◆ AVAILABLE RECORDS ◆
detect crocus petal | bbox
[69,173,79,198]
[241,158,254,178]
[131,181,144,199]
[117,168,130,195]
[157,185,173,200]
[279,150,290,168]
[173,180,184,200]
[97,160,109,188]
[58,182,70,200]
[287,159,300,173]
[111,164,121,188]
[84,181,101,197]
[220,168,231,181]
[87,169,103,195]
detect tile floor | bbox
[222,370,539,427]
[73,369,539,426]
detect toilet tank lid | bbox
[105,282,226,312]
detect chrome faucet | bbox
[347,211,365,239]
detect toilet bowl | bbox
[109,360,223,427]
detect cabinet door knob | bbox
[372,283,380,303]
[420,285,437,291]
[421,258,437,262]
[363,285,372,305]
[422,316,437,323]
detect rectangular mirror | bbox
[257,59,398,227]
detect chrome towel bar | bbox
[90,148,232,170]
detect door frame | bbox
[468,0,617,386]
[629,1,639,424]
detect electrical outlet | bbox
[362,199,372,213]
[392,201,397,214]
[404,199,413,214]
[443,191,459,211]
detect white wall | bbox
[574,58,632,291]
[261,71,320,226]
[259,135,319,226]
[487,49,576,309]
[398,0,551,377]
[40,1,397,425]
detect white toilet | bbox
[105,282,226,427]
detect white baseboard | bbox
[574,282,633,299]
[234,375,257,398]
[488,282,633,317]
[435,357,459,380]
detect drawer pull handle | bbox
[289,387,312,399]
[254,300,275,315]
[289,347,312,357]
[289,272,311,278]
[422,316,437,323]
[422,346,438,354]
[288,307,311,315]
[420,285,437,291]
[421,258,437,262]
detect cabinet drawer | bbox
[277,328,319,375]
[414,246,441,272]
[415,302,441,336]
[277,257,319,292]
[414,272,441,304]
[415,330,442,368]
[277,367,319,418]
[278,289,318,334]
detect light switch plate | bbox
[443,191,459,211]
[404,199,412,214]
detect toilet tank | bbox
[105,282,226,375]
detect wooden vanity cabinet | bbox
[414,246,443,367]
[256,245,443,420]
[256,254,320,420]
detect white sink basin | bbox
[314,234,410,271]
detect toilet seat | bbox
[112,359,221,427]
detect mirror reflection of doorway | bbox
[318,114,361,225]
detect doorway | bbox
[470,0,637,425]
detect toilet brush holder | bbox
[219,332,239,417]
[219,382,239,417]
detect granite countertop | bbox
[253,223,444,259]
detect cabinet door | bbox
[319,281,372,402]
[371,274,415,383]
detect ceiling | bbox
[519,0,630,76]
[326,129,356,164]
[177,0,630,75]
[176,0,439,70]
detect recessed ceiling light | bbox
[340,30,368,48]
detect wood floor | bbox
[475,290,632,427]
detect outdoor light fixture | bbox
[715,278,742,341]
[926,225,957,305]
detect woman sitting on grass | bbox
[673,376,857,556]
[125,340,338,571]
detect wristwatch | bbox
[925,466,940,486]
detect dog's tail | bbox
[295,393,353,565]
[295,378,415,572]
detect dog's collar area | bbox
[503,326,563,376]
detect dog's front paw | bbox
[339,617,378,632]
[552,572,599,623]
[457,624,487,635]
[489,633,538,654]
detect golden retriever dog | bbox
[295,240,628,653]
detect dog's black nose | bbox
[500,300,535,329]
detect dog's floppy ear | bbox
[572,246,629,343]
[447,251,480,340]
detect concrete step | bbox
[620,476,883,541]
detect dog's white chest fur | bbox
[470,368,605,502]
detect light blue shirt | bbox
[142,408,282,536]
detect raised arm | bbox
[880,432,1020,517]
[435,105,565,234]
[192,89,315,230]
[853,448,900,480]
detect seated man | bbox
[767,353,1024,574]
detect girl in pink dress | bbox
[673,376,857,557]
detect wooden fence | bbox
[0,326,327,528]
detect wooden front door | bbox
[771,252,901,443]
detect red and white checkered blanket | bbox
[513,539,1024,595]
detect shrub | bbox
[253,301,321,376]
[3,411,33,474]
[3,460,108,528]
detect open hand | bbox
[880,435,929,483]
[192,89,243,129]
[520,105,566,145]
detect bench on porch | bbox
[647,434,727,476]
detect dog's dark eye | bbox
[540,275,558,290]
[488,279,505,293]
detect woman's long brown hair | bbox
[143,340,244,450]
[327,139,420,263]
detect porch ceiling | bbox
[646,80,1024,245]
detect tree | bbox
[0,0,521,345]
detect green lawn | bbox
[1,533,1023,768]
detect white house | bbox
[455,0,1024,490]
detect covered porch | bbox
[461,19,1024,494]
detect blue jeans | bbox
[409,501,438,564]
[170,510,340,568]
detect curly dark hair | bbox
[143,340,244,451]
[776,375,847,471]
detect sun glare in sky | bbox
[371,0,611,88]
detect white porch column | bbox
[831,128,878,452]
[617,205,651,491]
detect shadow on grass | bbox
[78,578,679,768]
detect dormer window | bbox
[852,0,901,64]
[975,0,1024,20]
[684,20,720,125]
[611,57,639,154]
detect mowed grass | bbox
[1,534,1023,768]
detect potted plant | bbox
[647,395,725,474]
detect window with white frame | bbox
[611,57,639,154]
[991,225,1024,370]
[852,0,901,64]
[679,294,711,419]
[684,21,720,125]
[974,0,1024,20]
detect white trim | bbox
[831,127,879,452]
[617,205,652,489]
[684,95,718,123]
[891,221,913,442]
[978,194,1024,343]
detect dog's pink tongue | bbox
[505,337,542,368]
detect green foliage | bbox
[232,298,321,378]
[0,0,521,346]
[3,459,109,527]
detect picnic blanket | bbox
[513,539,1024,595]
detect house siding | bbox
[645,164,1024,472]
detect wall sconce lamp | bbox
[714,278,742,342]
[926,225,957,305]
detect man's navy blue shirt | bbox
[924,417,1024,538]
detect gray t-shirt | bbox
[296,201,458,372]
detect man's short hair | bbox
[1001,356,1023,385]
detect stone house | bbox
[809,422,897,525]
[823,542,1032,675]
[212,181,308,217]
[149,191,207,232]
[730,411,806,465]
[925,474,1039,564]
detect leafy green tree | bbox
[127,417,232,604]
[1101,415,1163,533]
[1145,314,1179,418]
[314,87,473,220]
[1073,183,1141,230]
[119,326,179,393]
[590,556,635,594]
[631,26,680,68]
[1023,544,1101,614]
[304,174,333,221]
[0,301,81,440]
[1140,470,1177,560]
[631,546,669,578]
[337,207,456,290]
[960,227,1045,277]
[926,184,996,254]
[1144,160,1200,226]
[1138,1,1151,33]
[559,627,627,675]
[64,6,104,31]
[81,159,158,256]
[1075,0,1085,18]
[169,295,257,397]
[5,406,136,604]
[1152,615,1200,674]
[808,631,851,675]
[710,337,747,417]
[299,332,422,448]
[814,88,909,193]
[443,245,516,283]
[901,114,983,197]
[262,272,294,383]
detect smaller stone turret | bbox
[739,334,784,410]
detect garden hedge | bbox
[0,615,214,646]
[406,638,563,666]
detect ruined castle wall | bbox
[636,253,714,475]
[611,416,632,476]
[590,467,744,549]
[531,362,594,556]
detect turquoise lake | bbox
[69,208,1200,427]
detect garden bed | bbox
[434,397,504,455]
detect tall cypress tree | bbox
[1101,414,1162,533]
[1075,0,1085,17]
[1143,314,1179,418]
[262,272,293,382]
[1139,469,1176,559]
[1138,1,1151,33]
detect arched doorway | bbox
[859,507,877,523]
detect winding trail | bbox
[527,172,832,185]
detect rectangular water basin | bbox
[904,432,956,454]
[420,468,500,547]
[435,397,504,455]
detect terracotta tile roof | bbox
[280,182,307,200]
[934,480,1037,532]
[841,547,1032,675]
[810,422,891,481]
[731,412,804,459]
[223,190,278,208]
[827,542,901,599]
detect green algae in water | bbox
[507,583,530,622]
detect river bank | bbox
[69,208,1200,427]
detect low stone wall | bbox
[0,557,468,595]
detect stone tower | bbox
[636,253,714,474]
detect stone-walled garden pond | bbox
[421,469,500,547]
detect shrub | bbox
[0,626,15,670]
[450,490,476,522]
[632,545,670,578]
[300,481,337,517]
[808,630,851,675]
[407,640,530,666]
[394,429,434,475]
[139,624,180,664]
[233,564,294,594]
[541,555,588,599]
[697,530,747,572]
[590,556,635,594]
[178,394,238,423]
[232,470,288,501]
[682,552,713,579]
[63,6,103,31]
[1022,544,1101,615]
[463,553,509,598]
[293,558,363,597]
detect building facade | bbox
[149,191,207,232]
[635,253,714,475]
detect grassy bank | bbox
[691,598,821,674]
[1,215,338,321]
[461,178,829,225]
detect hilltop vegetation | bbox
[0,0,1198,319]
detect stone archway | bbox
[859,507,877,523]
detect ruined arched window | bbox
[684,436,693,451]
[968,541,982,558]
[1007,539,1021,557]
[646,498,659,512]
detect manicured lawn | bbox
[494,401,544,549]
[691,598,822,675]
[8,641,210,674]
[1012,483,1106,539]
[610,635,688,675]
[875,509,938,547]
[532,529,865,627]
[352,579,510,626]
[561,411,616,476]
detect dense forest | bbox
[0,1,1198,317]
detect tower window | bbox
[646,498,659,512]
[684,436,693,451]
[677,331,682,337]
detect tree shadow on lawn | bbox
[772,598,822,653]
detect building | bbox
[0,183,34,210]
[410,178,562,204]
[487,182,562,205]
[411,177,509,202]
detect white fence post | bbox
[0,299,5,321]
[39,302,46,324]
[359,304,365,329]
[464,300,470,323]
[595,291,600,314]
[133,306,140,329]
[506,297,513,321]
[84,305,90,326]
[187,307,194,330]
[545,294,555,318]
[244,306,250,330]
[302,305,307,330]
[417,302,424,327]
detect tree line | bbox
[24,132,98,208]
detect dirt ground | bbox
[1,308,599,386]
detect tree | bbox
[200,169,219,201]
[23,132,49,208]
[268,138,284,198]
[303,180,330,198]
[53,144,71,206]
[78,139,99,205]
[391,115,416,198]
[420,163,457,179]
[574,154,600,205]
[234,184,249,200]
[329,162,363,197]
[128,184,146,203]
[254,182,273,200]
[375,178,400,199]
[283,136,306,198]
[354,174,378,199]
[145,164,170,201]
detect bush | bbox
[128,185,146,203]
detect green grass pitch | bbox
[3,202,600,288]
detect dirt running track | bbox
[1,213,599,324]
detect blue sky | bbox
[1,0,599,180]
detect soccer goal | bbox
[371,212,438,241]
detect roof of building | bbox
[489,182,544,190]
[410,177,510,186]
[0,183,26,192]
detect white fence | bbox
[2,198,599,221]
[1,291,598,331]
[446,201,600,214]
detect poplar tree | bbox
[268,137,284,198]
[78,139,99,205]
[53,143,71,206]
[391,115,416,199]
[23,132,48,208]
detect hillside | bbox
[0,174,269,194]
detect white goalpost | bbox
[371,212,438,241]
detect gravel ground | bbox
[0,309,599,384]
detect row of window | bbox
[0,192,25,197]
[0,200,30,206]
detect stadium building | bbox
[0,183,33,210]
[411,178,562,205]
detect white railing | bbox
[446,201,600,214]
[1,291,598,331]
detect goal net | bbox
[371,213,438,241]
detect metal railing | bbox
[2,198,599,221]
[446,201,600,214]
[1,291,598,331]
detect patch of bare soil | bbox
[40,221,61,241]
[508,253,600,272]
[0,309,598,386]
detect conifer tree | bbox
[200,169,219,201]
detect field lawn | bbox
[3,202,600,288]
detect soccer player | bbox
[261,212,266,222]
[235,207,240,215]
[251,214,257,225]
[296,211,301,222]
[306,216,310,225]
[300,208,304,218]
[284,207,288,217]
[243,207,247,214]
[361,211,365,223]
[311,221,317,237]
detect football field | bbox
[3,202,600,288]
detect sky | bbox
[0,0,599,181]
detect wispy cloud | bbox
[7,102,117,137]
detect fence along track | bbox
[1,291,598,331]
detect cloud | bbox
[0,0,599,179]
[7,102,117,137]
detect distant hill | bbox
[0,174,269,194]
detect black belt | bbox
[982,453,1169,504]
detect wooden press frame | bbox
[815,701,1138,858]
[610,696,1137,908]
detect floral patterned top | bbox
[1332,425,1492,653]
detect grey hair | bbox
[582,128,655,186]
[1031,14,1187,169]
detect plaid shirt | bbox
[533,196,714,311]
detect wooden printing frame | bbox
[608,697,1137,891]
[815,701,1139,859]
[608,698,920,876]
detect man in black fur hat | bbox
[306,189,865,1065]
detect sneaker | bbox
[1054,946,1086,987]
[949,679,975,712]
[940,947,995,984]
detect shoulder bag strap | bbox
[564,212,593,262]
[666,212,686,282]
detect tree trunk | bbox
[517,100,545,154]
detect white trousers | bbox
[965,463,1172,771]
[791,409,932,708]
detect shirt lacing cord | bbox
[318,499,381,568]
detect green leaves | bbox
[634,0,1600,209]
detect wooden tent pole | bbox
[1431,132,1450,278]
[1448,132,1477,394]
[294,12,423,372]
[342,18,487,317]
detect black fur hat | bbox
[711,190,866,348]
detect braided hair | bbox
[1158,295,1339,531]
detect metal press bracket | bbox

◆ REQUIREMENT ◆
None of the lines before the one containing "detect braided hair | bbox" belong in the answer; reproduce that line and all later lines of the records exactly.

◆ ANSWER BOX ◆
detect braided hair | bbox
[1158,295,1339,531]
detect metal press bracket | bbox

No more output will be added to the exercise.